-- Start --
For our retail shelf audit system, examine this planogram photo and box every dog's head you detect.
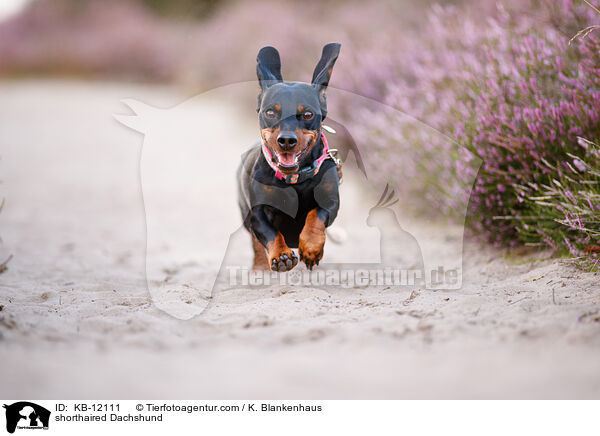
[256,43,340,174]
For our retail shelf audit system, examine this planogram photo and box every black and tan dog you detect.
[238,43,340,271]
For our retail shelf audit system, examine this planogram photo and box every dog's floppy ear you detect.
[311,42,341,119]
[256,46,283,91]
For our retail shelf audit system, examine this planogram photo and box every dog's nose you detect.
[277,133,298,150]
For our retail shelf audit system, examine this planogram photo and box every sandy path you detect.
[0,81,600,398]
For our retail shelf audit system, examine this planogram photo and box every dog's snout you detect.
[277,133,298,150]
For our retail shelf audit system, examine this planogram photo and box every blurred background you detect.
[0,0,600,398]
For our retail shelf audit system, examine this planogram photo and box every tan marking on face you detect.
[295,129,317,156]
[260,127,280,146]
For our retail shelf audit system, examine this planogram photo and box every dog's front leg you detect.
[298,208,328,270]
[250,206,298,272]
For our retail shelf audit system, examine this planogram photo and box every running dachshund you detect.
[238,43,340,271]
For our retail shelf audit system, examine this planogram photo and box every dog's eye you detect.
[302,111,313,120]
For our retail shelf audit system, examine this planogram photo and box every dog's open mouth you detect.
[273,149,306,173]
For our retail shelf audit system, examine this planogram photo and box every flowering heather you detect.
[332,0,600,257]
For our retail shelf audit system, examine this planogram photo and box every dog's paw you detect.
[298,238,325,270]
[271,249,298,272]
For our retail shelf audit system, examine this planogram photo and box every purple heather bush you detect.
[332,0,600,262]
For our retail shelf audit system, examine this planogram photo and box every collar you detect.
[262,132,331,185]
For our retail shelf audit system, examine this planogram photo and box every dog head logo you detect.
[4,401,50,433]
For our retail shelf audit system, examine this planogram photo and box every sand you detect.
[0,80,600,399]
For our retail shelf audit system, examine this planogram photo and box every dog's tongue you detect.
[279,152,296,167]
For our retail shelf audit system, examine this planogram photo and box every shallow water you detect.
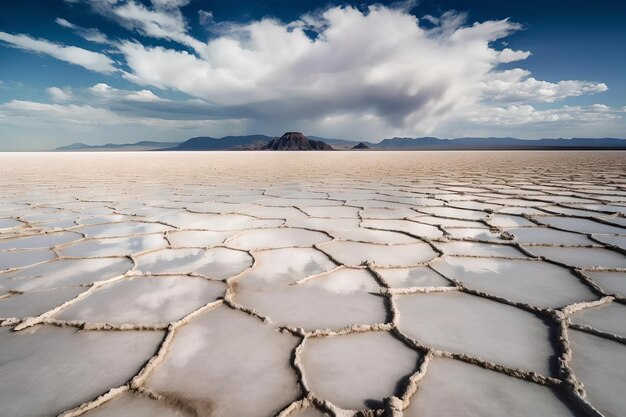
[0,152,626,417]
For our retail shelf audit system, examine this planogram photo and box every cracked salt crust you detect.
[0,152,626,417]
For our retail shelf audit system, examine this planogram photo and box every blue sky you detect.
[0,0,626,150]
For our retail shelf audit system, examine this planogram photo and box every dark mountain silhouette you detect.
[166,135,273,151]
[263,132,333,151]
[55,140,180,151]
[56,132,626,152]
[374,137,626,150]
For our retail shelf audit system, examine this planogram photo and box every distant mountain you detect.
[263,132,333,151]
[164,135,274,151]
[374,137,626,150]
[55,140,180,152]
[56,136,626,152]
[307,136,376,149]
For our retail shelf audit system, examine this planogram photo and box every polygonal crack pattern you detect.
[0,152,626,417]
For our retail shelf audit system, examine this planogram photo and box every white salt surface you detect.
[0,151,626,417]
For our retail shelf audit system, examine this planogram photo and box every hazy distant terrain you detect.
[56,135,626,151]
[0,152,626,417]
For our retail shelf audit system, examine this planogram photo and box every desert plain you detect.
[0,151,626,417]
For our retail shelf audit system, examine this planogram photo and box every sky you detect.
[0,0,626,150]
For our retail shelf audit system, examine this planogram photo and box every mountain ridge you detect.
[55,135,626,152]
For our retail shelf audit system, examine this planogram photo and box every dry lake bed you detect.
[0,151,626,417]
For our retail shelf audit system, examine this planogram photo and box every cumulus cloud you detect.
[480,68,608,103]
[46,87,74,101]
[54,17,111,44]
[102,3,606,134]
[0,32,116,73]
[465,104,621,126]
[0,0,619,139]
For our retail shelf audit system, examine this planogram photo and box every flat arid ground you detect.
[0,151,626,417]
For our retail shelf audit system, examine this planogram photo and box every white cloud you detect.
[107,2,607,137]
[54,17,111,44]
[0,32,116,73]
[92,0,206,53]
[464,104,621,127]
[498,48,530,64]
[480,68,608,103]
[0,0,621,139]
[46,87,74,101]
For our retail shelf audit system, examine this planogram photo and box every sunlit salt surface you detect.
[0,326,163,417]
[228,228,331,250]
[571,303,626,338]
[56,276,226,324]
[59,235,167,257]
[397,293,553,375]
[0,151,626,417]
[302,332,418,410]
[377,267,452,288]
[529,246,626,268]
[84,393,183,417]
[433,257,596,308]
[320,241,437,266]
[569,330,626,417]
[588,272,626,297]
[137,248,252,278]
[404,358,575,417]
[148,307,300,417]
[0,258,133,291]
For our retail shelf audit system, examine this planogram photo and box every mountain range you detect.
[56,132,626,151]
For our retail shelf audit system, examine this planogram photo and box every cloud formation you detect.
[0,32,116,73]
[54,17,111,44]
[0,0,623,143]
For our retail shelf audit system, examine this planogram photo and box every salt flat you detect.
[0,151,626,417]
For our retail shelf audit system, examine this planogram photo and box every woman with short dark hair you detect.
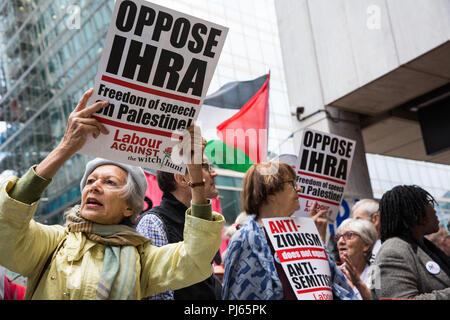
[222,162,355,300]
[372,185,450,300]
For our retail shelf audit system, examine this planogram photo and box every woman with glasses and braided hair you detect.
[372,185,450,300]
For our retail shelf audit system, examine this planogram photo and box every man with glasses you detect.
[136,157,222,300]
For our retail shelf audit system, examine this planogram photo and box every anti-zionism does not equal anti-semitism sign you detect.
[262,217,333,300]
[80,0,228,173]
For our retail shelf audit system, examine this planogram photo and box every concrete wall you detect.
[275,0,450,198]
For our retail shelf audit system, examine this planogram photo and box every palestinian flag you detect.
[197,73,270,172]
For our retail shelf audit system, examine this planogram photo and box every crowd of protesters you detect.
[0,90,450,300]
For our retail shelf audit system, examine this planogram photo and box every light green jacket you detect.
[0,169,225,300]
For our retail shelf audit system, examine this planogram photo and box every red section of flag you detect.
[217,73,270,163]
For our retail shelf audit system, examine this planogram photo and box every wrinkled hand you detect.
[309,201,328,243]
[60,89,109,154]
[186,125,206,164]
[184,125,207,204]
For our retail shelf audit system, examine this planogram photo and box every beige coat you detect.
[0,178,225,300]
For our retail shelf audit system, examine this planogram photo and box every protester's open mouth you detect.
[338,248,347,253]
[86,198,103,208]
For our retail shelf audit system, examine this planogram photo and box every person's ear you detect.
[123,207,133,217]
[370,212,380,226]
[173,173,189,187]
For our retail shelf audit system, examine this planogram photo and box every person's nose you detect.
[209,167,218,178]
[88,180,103,193]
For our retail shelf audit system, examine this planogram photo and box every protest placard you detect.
[296,128,356,222]
[262,217,333,300]
[80,0,228,174]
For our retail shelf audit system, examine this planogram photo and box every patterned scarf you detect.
[66,205,150,300]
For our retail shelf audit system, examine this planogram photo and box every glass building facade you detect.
[0,0,450,230]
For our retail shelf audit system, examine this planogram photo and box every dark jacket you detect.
[146,193,222,300]
[372,237,450,300]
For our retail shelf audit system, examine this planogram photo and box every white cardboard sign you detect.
[262,217,333,300]
[295,128,356,222]
[80,0,228,173]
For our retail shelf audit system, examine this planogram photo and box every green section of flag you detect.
[205,140,254,172]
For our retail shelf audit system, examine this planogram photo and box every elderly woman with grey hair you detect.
[335,218,378,300]
[0,89,224,300]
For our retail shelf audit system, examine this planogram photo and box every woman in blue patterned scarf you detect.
[222,162,355,300]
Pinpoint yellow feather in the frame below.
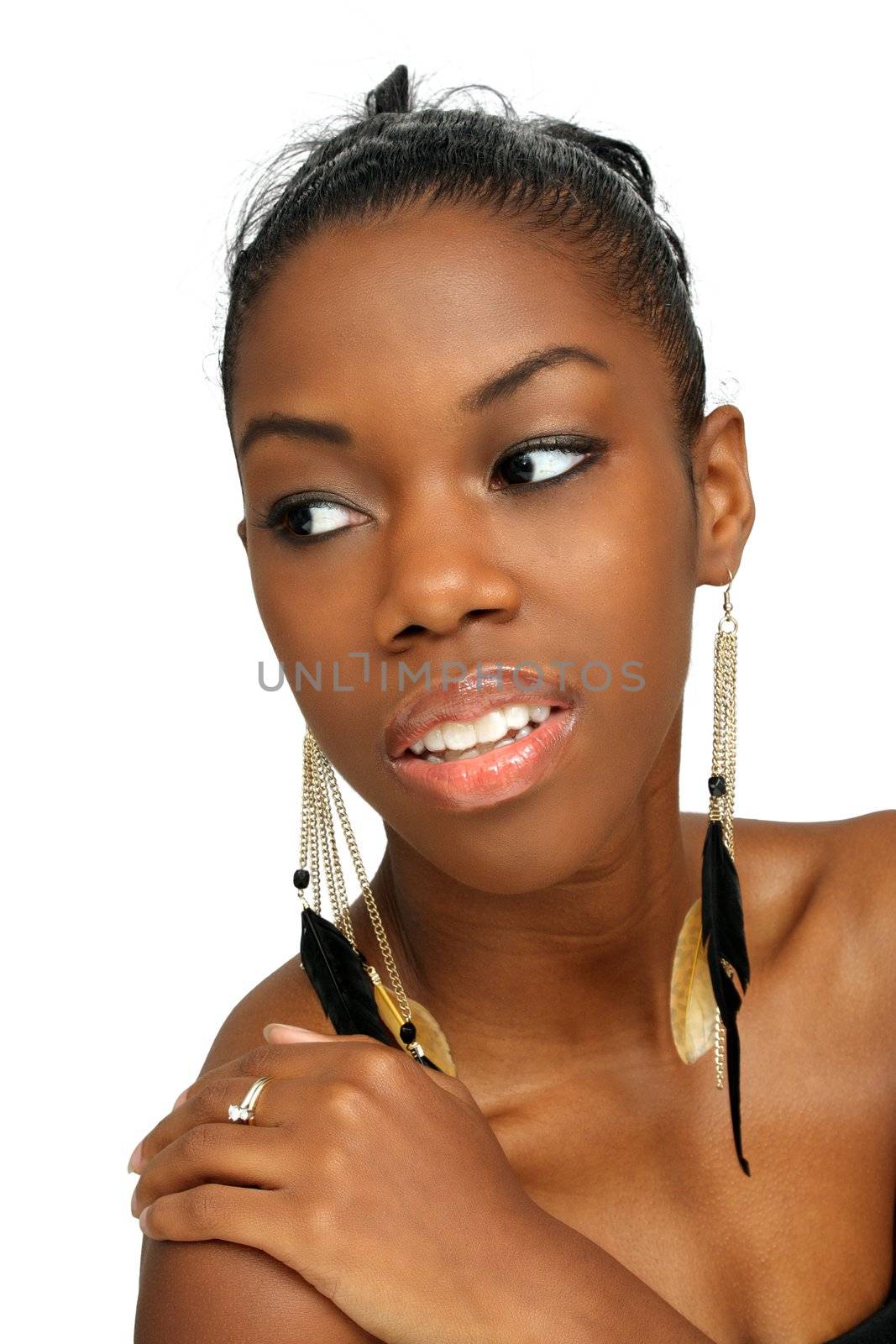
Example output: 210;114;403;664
669;898;716;1064
374;976;457;1078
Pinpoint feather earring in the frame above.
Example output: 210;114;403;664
669;570;750;1176
293;731;457;1077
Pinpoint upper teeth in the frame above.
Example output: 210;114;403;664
408;704;551;755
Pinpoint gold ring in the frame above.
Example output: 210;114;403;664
227;1077;270;1125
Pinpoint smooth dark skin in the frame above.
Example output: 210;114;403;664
137;198;896;1344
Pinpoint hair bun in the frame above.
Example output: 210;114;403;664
364;66;411;117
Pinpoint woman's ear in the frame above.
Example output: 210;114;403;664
692;405;757;586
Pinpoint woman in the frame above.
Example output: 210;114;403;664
132;66;896;1344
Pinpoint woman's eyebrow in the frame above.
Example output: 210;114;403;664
237;412;354;457
237;345;610;459
459;345;610;412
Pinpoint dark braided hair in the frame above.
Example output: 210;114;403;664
220;66;706;491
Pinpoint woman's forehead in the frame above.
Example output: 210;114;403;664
233;206;668;433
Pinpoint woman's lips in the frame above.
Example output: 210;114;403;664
390;708;579;811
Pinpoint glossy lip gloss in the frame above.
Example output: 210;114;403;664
390;707;579;811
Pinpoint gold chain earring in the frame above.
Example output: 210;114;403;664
669;570;750;1176
293;728;457;1078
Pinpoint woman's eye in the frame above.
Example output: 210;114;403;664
262;499;364;542
259;434;609;544
497;435;605;486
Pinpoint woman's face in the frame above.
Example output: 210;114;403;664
231;206;724;892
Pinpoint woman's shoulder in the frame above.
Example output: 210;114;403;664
200;953;333;1073
683;808;896;1035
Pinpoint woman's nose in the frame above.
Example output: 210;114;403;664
374;543;521;654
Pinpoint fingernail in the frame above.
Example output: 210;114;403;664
264;1021;324;1044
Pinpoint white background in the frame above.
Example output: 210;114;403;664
2;0;896;1344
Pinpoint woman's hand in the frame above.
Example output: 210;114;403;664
132;1028;553;1344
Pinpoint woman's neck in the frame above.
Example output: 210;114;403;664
364;731;699;1077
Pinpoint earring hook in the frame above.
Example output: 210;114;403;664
719;564;737;634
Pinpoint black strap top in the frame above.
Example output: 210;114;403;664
827;1265;896;1344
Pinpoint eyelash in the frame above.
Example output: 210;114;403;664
258;434;610;546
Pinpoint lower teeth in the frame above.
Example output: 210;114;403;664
418;723;538;764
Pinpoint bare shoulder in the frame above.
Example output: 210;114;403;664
681;808;896;978
814;808;896;1026
200;956;333;1073
134;957;375;1344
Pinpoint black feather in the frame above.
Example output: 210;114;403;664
300;906;401;1050
703;820;750;1176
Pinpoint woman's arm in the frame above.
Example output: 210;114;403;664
134;1236;375;1344
134;958;375;1344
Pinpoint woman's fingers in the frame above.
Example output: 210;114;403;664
130;1037;400;1172
130;1124;294;1216
139;1183;284;1258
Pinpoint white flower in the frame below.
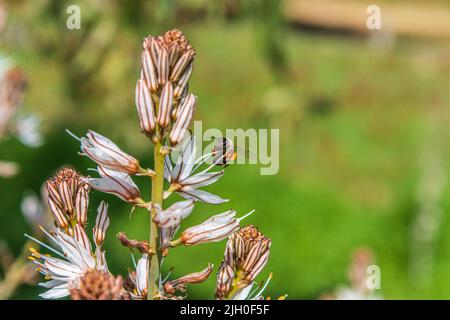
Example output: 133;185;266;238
82;166;142;203
67;130;141;174
131;254;149;300
16;115;43;148
28;224;108;299
153;200;194;228
174;210;253;246
164;136;228;204
92;201;109;246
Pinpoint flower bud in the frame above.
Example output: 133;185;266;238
170;51;194;81
157;82;173;128
169;94;197;146
216;225;271;299
157;47;169;86
69;270;125;300
75;188;89;226
48;198;69;229
153;200;194;228
173;62;193;99
73;223;92;254
180;210;239;246
93;201;109;247
163;263;214;295
142;49;158;92
81;130;141;174
45;168;89;229
136;79;156;135
83;166;141;203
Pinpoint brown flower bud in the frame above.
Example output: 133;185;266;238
216;225;271;299
70;270;126;300
164;263;214;295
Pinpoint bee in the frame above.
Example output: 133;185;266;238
211;137;237;167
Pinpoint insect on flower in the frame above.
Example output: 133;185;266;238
26;29;278;300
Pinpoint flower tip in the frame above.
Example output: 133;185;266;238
66;129;81;142
238;209;256;221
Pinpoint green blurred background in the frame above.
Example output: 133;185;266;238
0;0;450;299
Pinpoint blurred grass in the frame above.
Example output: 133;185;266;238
0;1;450;299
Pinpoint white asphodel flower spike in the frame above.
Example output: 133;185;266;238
164;136;228;204
67;130;147;174
171;210;255;246
25;228;107;299
82;166;144;204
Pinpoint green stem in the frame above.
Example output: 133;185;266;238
147;143;164;300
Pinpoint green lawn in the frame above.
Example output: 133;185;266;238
0;16;450;299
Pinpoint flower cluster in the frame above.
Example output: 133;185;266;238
31;30;271;300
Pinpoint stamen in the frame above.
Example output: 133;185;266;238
254;272;273;297
25;233;65;258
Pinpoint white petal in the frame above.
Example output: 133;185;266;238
182;170;225;189
178;190;230;204
136;254;148;294
39;283;70;299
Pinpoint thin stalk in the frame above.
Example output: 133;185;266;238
147;143;164;300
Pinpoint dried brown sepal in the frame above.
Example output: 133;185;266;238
117;232;152;254
70;270;130;300
163;263;214;295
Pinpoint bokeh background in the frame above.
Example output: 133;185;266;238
0;0;450;299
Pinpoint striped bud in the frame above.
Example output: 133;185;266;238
180;210;239;246
169;43;180;67
75;188;89;226
164;263;214;295
147;37;160;66
45;180;63;207
93;201;109;247
142;50;158;92
48;198;69;229
156;82;173;128
135;79;156;135
216;225;271;299
216;262;236;299
170;51;194;81
73;224;92;253
169;94;197;146
58;181;74;214
153;200;194;228
83;166;142;203
157;47;169;86
173;63;193;99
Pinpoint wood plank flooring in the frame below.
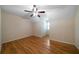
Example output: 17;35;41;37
1;36;79;54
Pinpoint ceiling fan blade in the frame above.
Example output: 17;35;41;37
33;5;36;7
38;11;45;13
38;15;40;17
24;10;32;12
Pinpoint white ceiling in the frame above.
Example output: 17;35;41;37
0;5;70;18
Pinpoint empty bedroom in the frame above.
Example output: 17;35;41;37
0;5;79;54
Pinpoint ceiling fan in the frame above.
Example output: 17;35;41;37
24;5;45;17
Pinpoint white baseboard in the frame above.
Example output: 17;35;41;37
2;35;31;44
52;40;74;45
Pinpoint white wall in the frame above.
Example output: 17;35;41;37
75;6;79;49
0;9;1;51
32;21;46;37
2;10;32;43
48;6;76;44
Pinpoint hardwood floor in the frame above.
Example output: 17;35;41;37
1;36;79;54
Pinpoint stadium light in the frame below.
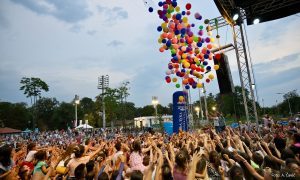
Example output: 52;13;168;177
253;18;260;24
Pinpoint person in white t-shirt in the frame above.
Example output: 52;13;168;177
65;145;103;178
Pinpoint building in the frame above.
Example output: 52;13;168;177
134;115;173;128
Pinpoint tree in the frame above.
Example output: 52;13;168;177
51;102;74;129
35;98;59;130
20;77;49;104
0;102;30;129
20;77;49;128
118;81;130;127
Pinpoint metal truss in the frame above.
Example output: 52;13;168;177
232;24;258;128
209;16;258;128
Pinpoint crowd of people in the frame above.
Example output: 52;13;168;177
0;116;300;180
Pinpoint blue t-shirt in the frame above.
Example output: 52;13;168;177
33;161;48;174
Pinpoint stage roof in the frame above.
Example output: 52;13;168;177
214;0;300;25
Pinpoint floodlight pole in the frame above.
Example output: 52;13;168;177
98;75;109;128
209;13;259;131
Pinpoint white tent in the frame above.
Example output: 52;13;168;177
75;124;93;129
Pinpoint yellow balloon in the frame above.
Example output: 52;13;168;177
157;38;162;44
214;64;220;70
163;27;169;33
169;5;174;11
178;96;184;102
197;83;203;88
161;22;167;29
182;17;188;23
184;62;190;68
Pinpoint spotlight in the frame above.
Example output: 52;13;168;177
253;18;259;24
231;8;240;21
232;13;239;21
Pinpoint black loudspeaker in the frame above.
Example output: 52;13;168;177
214;53;234;94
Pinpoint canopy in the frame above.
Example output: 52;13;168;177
0;127;22;134
75;124;93;129
23;128;32;133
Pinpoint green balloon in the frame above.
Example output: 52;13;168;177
194;36;199;42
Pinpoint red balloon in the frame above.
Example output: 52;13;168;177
188;78;195;84
215;54;221;60
185;3;192;10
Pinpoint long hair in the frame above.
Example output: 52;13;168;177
0;145;12;166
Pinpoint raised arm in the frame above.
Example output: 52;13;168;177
234;152;264;180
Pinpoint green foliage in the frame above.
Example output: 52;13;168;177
0;102;31;130
20;77;49;104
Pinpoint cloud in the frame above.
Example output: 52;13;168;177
97;5;128;25
107;40;124;47
0;9;10;28
253;53;300;76
86;30;97;36
70;24;82;33
254;53;300;106
11;0;92;23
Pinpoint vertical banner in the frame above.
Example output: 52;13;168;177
173;91;189;133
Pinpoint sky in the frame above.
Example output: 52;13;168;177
0;0;300;107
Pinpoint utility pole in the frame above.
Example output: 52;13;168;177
98;75;109;129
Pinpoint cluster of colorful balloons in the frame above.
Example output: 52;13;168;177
148;0;221;89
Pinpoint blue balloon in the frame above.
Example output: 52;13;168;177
166;40;172;47
148;7;153;12
176;13;181;20
172;1;177;7
192;83;197;89
181;28;186;35
157;26;162;32
197;42;202;47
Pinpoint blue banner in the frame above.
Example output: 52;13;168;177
173;91;189;133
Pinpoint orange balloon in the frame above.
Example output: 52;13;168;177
182;79;189;84
162;32;168;38
159;47;165;52
172;37;178;45
168;33;174;39
207;44;212;49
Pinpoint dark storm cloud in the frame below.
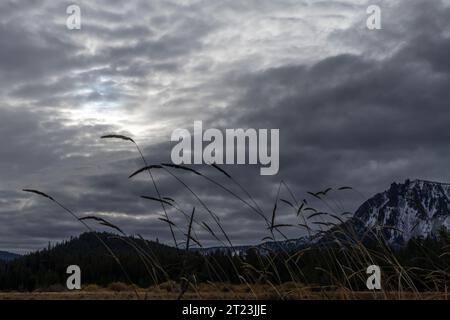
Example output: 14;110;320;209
0;1;450;252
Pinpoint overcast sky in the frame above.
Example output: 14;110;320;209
0;0;450;253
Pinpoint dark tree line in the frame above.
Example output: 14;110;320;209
0;233;450;291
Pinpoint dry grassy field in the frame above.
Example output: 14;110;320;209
0;283;448;300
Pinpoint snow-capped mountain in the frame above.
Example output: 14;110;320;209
352;180;450;246
201;180;450;254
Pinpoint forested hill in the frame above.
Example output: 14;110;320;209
0;233;195;290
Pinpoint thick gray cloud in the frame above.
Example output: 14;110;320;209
0;0;450;252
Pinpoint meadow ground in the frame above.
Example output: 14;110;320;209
0;283;448;300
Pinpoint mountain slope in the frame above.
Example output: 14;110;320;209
353;180;450;246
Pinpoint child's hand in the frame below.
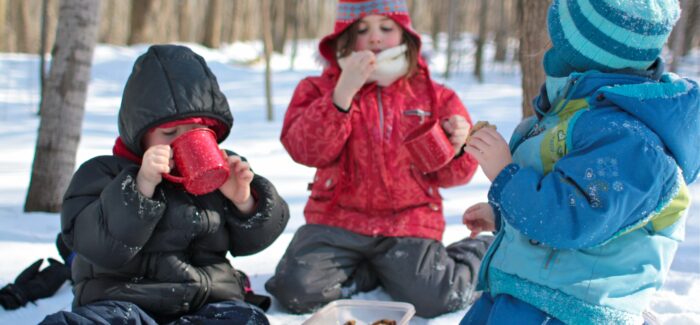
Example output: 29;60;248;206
465;128;513;182
219;150;255;214
333;51;377;108
442;115;471;155
462;202;496;238
136;144;172;198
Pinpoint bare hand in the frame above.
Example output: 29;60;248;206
462;202;496;238
219;150;255;214
465;128;513;182
136;144;173;198
333;50;377;108
442;115;471;155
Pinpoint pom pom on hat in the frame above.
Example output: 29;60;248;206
543;0;680;77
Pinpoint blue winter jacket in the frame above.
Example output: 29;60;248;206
480;66;700;324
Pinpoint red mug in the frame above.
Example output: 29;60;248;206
163;128;231;195
404;120;455;173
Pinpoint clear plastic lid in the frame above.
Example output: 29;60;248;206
303;300;416;325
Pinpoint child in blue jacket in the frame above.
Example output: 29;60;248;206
462;0;700;324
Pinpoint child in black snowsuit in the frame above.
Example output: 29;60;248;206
43;45;289;324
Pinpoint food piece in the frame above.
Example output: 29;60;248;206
372;319;396;325
465;121;496;143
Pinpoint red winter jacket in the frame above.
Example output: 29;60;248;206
281;67;477;240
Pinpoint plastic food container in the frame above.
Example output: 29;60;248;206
303;299;416;325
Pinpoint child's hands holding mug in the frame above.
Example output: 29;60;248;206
136;144;173;198
219;150;255;214
462;202;496;238
442;115;471;155
464;127;513;182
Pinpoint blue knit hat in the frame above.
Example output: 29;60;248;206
543;0;680;77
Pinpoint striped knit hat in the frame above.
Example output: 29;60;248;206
319;0;420;64
543;0;680;77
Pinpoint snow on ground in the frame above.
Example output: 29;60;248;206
0;42;700;324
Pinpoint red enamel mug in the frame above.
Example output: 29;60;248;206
404;120;455;173
163;128;231;195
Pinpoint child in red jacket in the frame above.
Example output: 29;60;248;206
266;0;489;317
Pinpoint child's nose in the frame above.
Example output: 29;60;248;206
369;32;382;44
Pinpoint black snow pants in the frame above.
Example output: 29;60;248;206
39;300;270;325
265;225;493;318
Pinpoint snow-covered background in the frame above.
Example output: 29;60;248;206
0;41;700;324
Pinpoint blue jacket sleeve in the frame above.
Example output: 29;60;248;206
489;110;677;249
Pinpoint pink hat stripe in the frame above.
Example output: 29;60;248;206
337;0;408;22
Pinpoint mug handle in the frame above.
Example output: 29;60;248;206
161;173;185;184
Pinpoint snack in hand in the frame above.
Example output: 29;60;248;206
466;121;496;143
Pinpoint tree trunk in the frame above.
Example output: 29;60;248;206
474;0;489;82
493;0;510;62
289;0;301;71
202;0;223;49
24;0;100;212
127;0;160;45
270;0;292;54
177;0;193;42
519;0;551;118
260;0;275;121
442;0;459;79
668;0;695;72
38;0;49;114
15;0;38;53
0;0;8;52
430;0;440;51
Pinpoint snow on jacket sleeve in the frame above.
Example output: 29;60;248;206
280;77;352;167
489;112;677;249
227;175;289;256
434;84;478;188
61;157;165;268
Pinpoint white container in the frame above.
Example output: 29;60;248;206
302;300;416;325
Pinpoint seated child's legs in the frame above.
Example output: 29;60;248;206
-- End --
◆ What to work on
Reproduce the rows word for word, starting at the very first one and ending with the line that contains "[256,46,283,91]", including that line. Omit the pictures from your answer.

◆ Result for this exercise
For our retail shelf audit system, examine this planogram photo and box every dog's head you detect.
[256,43,340,174]
For our retail shelf audit system, examine this planogram photo and box every black and tan dog you detect.
[238,43,340,271]
For our retail shelf audit system, examine this planogram photo and box every dog's floppy ear you detect.
[311,42,341,119]
[256,46,283,91]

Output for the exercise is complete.